TU OBJETIVO =>
Selecciona y copia cada línea del material de abajo que contenga la palabra "polo", respetando mayúsculas y minúsculas.

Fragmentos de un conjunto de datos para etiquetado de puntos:
○ ○ ○ ○ ○ ○ ○

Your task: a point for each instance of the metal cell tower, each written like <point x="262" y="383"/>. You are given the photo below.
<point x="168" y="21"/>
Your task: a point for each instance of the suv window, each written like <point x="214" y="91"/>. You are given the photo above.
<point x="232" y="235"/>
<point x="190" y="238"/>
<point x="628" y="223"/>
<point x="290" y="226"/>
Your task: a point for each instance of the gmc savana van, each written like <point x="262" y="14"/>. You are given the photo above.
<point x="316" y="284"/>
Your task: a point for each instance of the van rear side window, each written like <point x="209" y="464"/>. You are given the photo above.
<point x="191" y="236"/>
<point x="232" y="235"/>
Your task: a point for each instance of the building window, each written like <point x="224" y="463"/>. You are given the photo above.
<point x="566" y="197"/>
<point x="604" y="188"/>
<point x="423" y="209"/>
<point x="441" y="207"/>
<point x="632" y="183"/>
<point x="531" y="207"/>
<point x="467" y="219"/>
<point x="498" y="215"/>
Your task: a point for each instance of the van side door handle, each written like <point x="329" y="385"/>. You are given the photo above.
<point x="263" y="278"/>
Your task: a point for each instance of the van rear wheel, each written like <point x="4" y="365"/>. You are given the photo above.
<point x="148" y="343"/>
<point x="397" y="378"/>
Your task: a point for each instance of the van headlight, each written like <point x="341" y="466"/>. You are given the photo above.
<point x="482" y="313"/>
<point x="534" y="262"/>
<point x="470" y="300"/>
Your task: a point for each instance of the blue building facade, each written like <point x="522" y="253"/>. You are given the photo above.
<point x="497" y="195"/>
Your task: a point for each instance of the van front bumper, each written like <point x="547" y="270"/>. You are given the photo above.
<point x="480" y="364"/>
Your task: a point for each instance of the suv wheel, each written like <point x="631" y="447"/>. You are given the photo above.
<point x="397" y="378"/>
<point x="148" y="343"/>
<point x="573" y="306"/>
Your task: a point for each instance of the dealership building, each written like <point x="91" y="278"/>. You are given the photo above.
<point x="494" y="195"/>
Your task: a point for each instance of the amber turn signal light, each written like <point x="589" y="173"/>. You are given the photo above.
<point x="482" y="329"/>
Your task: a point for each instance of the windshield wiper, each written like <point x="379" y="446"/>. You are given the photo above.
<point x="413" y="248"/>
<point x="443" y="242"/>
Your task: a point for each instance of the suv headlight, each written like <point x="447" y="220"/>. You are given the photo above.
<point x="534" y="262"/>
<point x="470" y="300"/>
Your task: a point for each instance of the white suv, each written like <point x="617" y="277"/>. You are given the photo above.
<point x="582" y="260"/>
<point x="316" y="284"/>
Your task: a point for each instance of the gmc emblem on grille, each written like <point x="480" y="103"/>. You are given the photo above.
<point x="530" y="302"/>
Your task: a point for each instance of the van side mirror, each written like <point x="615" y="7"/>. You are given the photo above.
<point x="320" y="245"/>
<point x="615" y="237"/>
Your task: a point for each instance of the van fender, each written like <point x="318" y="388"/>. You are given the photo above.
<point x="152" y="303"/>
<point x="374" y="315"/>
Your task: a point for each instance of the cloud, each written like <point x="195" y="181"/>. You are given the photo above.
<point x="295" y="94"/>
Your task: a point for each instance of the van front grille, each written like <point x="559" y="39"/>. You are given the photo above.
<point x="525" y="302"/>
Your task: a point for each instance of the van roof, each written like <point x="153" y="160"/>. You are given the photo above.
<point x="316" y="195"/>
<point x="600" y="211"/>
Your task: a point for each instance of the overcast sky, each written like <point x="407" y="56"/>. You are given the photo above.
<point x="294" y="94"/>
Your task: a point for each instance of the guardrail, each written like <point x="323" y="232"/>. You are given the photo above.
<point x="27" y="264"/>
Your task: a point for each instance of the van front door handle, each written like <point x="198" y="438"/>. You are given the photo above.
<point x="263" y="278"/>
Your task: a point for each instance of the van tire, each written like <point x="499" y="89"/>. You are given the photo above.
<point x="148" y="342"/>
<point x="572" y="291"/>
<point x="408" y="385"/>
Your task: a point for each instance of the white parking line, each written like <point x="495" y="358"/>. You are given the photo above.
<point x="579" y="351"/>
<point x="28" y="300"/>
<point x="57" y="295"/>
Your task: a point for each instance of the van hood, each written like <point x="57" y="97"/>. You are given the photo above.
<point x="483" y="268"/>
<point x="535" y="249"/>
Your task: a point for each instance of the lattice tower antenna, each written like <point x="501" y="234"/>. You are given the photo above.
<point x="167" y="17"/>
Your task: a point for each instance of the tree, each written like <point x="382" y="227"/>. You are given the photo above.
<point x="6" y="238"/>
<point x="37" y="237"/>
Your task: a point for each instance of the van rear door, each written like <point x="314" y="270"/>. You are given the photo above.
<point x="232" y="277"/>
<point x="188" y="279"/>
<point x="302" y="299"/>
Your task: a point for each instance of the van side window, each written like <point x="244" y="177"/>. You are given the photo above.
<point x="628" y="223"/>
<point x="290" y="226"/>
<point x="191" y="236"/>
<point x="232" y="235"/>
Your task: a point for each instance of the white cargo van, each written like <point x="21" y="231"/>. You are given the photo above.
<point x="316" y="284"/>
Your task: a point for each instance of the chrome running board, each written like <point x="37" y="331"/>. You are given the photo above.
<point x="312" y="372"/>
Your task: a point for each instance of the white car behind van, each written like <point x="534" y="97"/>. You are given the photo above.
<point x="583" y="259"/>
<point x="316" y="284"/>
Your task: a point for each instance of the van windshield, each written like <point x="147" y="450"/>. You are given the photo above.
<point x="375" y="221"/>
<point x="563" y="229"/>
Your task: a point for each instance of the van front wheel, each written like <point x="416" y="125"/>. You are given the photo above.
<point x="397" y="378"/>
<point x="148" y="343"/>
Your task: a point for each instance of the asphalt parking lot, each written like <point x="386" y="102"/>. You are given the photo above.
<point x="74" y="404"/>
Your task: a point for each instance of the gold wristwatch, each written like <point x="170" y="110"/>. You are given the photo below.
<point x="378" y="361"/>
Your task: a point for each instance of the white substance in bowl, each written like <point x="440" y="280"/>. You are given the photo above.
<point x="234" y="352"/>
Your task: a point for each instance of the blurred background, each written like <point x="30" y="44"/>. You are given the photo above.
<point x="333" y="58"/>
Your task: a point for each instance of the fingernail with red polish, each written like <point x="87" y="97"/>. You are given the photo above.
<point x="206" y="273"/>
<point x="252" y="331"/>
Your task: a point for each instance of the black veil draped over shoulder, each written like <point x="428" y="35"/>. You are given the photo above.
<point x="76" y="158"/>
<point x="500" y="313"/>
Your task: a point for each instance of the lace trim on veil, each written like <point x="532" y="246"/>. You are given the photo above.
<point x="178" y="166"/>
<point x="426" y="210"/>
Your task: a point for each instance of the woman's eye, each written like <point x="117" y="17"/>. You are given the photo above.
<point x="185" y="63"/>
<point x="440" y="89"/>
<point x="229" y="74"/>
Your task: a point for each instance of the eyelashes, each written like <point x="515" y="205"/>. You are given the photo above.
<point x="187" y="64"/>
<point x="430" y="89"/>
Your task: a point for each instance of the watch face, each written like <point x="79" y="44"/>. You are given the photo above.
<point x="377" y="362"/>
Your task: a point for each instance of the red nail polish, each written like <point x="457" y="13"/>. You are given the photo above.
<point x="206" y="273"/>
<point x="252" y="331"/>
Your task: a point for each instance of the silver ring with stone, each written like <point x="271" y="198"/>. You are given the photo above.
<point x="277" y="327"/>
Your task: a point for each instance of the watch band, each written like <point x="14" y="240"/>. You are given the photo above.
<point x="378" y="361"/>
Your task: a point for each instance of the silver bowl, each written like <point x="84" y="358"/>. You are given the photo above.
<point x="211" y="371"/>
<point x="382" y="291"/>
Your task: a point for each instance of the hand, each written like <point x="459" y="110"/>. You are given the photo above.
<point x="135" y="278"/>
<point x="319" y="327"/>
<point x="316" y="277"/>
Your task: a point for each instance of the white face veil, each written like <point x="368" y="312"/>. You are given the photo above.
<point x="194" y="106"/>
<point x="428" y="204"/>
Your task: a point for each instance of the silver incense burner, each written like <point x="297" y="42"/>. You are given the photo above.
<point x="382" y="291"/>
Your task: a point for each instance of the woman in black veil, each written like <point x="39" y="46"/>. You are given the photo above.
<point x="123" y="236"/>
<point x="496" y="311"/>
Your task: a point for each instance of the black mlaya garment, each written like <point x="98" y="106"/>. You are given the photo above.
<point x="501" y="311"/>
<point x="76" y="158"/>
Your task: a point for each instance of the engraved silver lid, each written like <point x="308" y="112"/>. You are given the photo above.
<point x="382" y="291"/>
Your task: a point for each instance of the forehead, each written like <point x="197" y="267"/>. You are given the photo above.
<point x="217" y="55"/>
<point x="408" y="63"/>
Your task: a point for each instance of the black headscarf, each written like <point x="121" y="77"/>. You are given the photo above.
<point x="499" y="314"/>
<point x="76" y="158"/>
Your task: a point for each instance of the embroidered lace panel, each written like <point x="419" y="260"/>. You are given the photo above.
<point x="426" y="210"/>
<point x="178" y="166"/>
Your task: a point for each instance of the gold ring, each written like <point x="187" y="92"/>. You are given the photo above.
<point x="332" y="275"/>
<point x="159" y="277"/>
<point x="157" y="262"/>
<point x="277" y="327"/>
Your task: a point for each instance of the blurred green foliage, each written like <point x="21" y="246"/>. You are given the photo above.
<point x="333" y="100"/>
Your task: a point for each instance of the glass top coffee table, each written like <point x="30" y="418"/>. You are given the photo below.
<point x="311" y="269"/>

○ ○ ○ ○ ○ ○ ○

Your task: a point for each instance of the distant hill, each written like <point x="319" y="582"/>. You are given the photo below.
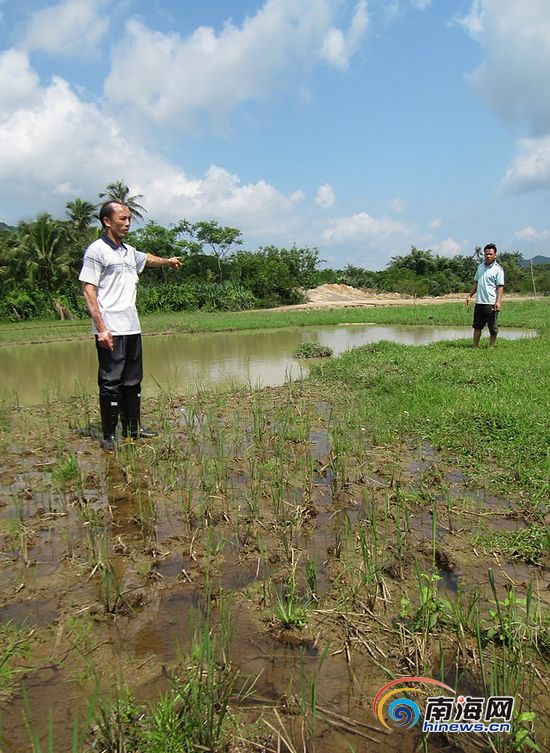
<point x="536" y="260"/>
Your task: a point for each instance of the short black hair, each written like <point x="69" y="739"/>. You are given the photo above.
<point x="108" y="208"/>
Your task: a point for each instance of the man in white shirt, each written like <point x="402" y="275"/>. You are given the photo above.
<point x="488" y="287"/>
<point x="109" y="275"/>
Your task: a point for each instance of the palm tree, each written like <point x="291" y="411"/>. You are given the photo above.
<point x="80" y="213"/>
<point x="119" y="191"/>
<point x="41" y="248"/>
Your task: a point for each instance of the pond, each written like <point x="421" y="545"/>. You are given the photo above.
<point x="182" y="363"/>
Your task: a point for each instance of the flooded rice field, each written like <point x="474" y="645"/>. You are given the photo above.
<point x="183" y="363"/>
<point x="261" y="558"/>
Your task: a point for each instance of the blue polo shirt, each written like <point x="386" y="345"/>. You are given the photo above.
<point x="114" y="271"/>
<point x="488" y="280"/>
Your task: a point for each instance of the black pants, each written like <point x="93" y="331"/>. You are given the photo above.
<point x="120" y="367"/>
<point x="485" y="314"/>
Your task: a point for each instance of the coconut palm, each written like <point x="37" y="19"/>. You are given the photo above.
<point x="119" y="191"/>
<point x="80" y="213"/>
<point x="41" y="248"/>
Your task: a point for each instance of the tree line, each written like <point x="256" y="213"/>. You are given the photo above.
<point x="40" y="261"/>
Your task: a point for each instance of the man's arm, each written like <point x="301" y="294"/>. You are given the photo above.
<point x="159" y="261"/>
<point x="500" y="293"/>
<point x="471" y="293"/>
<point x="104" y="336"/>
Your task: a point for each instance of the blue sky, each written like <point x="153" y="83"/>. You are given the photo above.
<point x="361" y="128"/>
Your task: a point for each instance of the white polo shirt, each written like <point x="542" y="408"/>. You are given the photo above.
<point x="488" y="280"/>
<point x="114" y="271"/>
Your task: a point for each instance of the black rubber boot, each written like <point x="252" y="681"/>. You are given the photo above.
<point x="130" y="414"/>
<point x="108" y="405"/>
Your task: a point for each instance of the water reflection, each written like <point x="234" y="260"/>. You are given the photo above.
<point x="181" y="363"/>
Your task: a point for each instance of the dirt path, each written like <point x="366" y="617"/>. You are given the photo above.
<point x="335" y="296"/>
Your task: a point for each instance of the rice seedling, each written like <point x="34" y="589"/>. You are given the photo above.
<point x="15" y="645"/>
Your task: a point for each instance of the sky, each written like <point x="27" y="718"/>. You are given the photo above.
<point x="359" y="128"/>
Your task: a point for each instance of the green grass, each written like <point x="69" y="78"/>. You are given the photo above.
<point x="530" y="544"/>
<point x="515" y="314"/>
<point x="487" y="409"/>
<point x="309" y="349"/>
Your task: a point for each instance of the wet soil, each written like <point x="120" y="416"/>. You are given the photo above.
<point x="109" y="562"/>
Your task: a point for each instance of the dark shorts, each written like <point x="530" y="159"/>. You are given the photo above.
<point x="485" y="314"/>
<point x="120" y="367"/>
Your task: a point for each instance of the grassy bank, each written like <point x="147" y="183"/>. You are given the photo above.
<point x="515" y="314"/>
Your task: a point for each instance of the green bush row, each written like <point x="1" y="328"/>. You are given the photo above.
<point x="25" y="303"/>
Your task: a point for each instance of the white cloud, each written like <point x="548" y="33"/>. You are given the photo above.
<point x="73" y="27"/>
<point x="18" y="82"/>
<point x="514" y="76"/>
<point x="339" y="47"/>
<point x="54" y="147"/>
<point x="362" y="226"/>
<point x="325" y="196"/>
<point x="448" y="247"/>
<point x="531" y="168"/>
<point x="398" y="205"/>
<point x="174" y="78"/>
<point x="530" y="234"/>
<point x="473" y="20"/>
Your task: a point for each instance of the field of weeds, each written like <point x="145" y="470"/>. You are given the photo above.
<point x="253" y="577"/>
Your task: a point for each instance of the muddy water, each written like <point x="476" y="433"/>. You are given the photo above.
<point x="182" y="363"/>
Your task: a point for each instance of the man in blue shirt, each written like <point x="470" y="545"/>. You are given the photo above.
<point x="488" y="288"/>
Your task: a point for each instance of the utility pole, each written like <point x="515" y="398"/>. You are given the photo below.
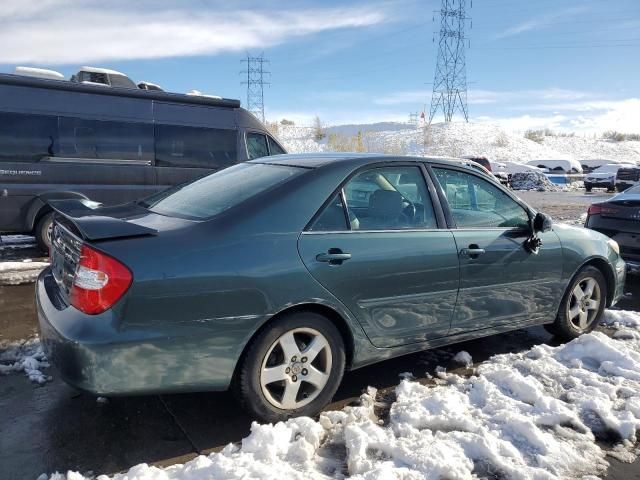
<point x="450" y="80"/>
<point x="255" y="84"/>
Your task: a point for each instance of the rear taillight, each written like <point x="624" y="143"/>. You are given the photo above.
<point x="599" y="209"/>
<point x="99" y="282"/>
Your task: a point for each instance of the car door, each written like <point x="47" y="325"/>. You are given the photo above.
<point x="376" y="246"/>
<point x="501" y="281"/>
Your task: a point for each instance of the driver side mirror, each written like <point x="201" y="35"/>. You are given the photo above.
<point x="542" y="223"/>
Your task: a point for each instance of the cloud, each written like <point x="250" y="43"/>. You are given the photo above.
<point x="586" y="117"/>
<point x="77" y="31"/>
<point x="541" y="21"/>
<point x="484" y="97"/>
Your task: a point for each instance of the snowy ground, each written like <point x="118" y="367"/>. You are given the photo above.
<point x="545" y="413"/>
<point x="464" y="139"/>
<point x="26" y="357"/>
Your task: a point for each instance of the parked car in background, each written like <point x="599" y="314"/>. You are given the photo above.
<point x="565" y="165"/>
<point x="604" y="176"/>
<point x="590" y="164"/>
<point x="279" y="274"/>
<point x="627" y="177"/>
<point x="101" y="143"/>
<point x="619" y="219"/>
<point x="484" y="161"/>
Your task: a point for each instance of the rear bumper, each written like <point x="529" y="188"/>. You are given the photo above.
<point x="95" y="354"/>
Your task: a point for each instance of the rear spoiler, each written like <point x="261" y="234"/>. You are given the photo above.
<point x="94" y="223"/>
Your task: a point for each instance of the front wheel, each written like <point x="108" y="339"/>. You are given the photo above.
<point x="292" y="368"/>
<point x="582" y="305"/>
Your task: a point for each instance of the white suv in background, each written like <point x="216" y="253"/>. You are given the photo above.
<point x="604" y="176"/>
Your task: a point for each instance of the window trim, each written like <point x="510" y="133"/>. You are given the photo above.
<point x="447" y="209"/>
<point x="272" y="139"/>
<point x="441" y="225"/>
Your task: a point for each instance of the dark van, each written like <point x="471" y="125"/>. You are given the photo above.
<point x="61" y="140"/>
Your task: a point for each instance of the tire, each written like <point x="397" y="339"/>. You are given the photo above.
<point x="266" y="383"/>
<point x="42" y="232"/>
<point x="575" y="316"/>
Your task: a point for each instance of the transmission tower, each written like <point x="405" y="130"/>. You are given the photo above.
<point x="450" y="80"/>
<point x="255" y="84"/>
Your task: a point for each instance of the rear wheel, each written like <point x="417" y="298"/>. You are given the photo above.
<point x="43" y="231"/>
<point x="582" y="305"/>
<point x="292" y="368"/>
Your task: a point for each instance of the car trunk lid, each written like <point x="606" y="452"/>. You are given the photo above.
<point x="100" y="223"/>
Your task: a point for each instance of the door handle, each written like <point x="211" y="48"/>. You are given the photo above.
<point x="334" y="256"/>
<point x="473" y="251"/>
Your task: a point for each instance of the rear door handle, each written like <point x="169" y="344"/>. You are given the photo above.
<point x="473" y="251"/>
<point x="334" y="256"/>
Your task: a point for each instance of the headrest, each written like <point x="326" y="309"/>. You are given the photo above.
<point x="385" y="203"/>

○ ○ ○ ○ ○ ○ ○

LA SOLUCIÓN =>
Your task: a point for each instance of the blue polo shirt, each written like <point x="386" y="345"/>. You are given the photo above.
Your task: a point for each instance of the white polo shirt, each written like <point x="542" y="408"/>. You are given the photo above.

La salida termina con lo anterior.